**CONSIGNA DE TRABAJO 1:** En la reseña de El alma de la ciudad, ¿cómo se llama el viejo clérigo que narra su propia vida?
**CONSIGNA DE TRABAJO 2:** Transcribe de la reseña de El alma de la ciudad el pasaje que comienza en "Ese esquema básico" y termina en "determinado orden social.".
**CONSIGNA DE TRABAJO 3:** Retoma la reseña de El alma de la ciudad y prosíguela a partir de su última oración.

**FRAGMENTO DE LECTURA:**
┌──

El alma de la ciudad

Jesús Sánchez Adalid

14 junio, 2007 02:00

Jesús Sánchez Adalid. Foto: Ballesteros

Premio F. Lara. Planeta, 2007 656 páginas, 22’50 euros

No tenía de Jesús Sánchez Adalid más referencias que las de la prensa según las cuales se ha convertido en uno de los autores españoles últimos de mayor éxito. Y no me extraña que lo sea porque El alma de la ciudad tiene todos los ingredientes de la literatura de consumo más descarada. Responde a un tipo de escritura hecha para contentar a un lector sin exigencias pero que, a la vez, piensa o desea pensar que está leyendo algo de enjundia, serio y con cualidades artísticas.

El alma de la ciudad podría definirse como novela macedonia: ensalada con cantidades equilibradas de diversas frutas agradables. Su esquema básico consiste en un formato conocido: unos viajeros animan un largo recorrido escuchando historias. En este caso, van a Compostela cuatro adultos (fraile, comerciante, caballero de la orden de Santiago y viejo clérigo) más un adolescente que aprende una lección de la vida. En este hilo, presente de tarde en tarde para mantener la continuidad de la historia marco, se incrusta la vida contada por él mismo del clérigo, un tal Blasco Jiménez, un pícaro desalmado de orígenes humildísimos que llegó a arcediano de Ambrosía o Placencia (nombres ambos de Plasencia) y ahora peregrina a la tumba del Apóstol en penitencia. Todo ello ocurre bajo el reinado del rey castellano Alfonso VIII. Como telón de fondo, el autor mete muchos datos históricos y costumbristas de la alta edad media, batallas, disensiones entre cristianos… Un puñado de páginas con noticias reales relativas a su materia histórica remata el libro.

Ese esquema básico se acompaña de otras variantes de la novela popular: relato de aventuras, intriga, suspense y amoríos. A esta historia de acción se añade además comedida dosis de ideas y pensamientos, de aspecto filosófico y supuesta trascendencia, para darle un barniz reflexivo y culto. Aparte de alusiones a la Cábala y de citas bíblicas y literarias, La ciudad de Dios de san Agustín constituye una referencia constante y básica de la novela. En apariencia pegadizo, este contenido tiene gran peso al tratarse del soporte para la defensa de un determinado orden social.

└──

**DATOS DE ORIGEN:**
┌──

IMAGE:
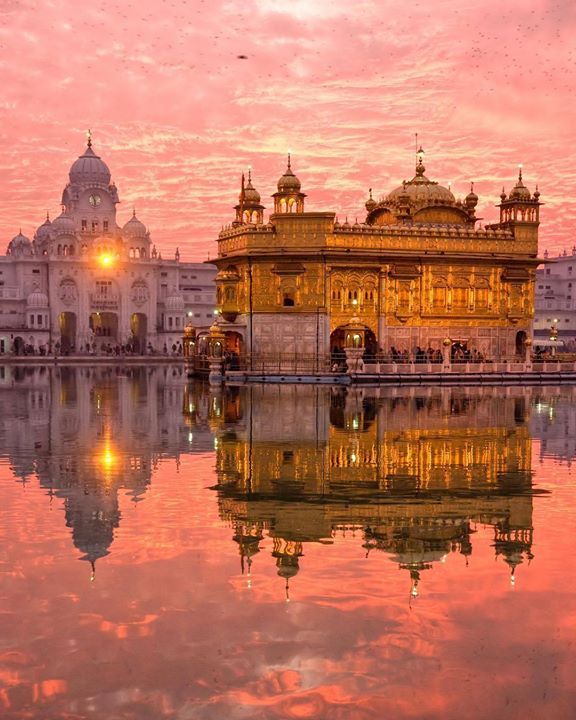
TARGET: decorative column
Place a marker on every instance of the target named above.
(446, 354)
(215, 355)
(354, 335)
(528, 355)
(189, 347)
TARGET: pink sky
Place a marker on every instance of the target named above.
(178, 116)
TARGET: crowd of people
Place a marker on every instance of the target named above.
(94, 348)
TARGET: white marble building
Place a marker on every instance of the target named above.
(556, 299)
(84, 283)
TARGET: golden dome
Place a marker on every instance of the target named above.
(251, 195)
(520, 191)
(289, 182)
(420, 191)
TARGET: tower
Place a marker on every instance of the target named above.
(289, 198)
(520, 208)
(249, 209)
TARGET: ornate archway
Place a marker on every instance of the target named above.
(67, 324)
(139, 328)
(337, 341)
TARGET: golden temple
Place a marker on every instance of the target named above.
(418, 269)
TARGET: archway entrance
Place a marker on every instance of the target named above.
(233, 348)
(104, 326)
(67, 324)
(337, 342)
(520, 342)
(19, 345)
(139, 328)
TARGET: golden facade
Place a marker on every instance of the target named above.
(412, 476)
(417, 270)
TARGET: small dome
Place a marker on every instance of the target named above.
(370, 203)
(520, 191)
(63, 225)
(471, 199)
(19, 245)
(37, 299)
(89, 169)
(134, 228)
(289, 182)
(44, 229)
(175, 303)
(251, 195)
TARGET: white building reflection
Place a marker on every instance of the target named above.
(91, 434)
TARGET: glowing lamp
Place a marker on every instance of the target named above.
(107, 459)
(106, 260)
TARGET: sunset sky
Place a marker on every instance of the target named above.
(183, 95)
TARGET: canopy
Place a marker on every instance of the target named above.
(547, 343)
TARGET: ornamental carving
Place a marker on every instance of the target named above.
(139, 293)
(68, 291)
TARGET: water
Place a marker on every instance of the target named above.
(167, 551)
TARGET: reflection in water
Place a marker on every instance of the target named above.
(411, 474)
(89, 434)
(349, 503)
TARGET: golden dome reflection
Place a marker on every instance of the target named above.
(414, 474)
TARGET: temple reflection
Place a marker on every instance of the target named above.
(92, 434)
(411, 472)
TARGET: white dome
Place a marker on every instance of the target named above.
(19, 245)
(89, 169)
(175, 303)
(63, 225)
(44, 230)
(37, 299)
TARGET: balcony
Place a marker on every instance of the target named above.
(104, 303)
(10, 293)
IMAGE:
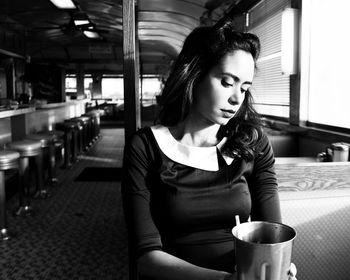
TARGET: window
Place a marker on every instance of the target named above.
(71, 84)
(270, 89)
(88, 85)
(112, 87)
(151, 87)
(325, 96)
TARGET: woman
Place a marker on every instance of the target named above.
(206, 161)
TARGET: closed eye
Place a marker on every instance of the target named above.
(225, 83)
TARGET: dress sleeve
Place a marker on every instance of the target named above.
(142, 233)
(263, 185)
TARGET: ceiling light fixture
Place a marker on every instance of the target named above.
(64, 4)
(78, 22)
(92, 34)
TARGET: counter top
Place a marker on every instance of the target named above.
(15, 112)
(306, 161)
(7, 113)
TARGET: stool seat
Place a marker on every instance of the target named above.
(70, 124)
(8, 159)
(57, 134)
(45, 139)
(27, 147)
(77, 123)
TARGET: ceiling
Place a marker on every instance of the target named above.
(51, 36)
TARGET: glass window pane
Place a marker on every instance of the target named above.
(112, 88)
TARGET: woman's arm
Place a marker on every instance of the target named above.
(263, 185)
(160, 265)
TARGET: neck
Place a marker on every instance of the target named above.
(195, 133)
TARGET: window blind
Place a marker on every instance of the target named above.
(270, 88)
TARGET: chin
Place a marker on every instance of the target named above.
(223, 121)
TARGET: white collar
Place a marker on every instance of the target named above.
(205, 158)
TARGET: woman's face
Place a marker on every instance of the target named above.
(220, 94)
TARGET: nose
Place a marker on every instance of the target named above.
(236, 96)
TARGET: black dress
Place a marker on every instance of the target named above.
(188, 211)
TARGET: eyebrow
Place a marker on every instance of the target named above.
(236, 79)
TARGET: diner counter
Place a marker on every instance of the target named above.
(306, 174)
(15, 124)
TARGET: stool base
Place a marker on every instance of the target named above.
(6, 235)
(24, 211)
(41, 194)
(53, 181)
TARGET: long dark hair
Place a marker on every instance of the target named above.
(202, 50)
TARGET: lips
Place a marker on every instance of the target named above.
(228, 113)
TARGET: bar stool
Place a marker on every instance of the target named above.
(85, 121)
(70, 142)
(95, 124)
(27, 149)
(58, 142)
(48, 151)
(8, 160)
(80, 133)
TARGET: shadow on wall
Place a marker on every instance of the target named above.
(284, 144)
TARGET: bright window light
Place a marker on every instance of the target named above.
(91, 34)
(289, 41)
(78, 22)
(64, 4)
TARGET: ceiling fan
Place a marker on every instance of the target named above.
(78, 24)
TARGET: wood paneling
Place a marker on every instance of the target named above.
(313, 176)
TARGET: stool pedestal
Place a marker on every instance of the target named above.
(29, 149)
(8, 160)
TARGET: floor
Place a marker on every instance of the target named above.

└──

**RESPUESTA ESCRITA 1:** Blasco Jiménez.

**RESPUESTA ESCRITA 2:**
Ese esquema básico se acompaña de otras variantes de la novela popular: relato de aventuras, intriga, suspense y amoríos. A esta historia de acción se añade además comedida dosis de ideas y pensamientos, de aspecto filosófico y supuesta trascendencia, para darle un barniz reflexivo y culto. Aparte de alusiones a la Cábala y de citas bíblicas y literarias, La ciudad de Dios de san Agustín constituye una referencia constante y básica de la novela. En apariencia pegadizo, este contenido tiene gran peso al tratarse del soporte para la defensa de un determinado orden social.

**RESPUESTA ESCRITA 3:**
La historia de Blasco se refiere con procedimientos tradicionales de extrema simplificación. El autor dispone unos personajes planos, sin hondura, y una distribución de papeles maniquea. De la mayor parte no se sabe nada, y del principal se contenta con enumerar acciones de su encanallamiento progresivo en contraste con la bondad de su mentor, el obispo don Bricio, figura atractiva de monje-guerrero que no sale, sin embargo, de una absoluta bruma. La narración aprovecha recursos del folletín. Se alterna con descripciones convencionales y previsibles. El paisaje es tópico. El estilo apenas revela mayor cuidado que construir frases sintácticamente correctas adornadas con arcaísmos.

La absoluta falta de creatividad de la prosa rinde tributo al rasgo fundamental de todo el libro, el triunfo de estereotipos verbales y mentales, frases hechas e imágenes acuñadas: al cura, los hechos de su vida "le quemaban por dentro" y el mundo le "franqueaba su vastedad", los "intrépidos" frailes de las órdenes militares son de "muy recias costumbres", se oía "el arrullo de una tórtola", las damas "cantaban bellas canciones de amor", don Bricio alcanzó "extraordinaria clarividencia de sus pensamientos", Sevilla es "¡cuna de la sabiduría!". En fin, pura trivialidad volcada al entretenimiento, pero no inocente porque al desmadre moral encarnado por el pícaro se opone una tesis, el ideario agustiniano de regirse por una voluntad ordenada para alcanzar la felicidad.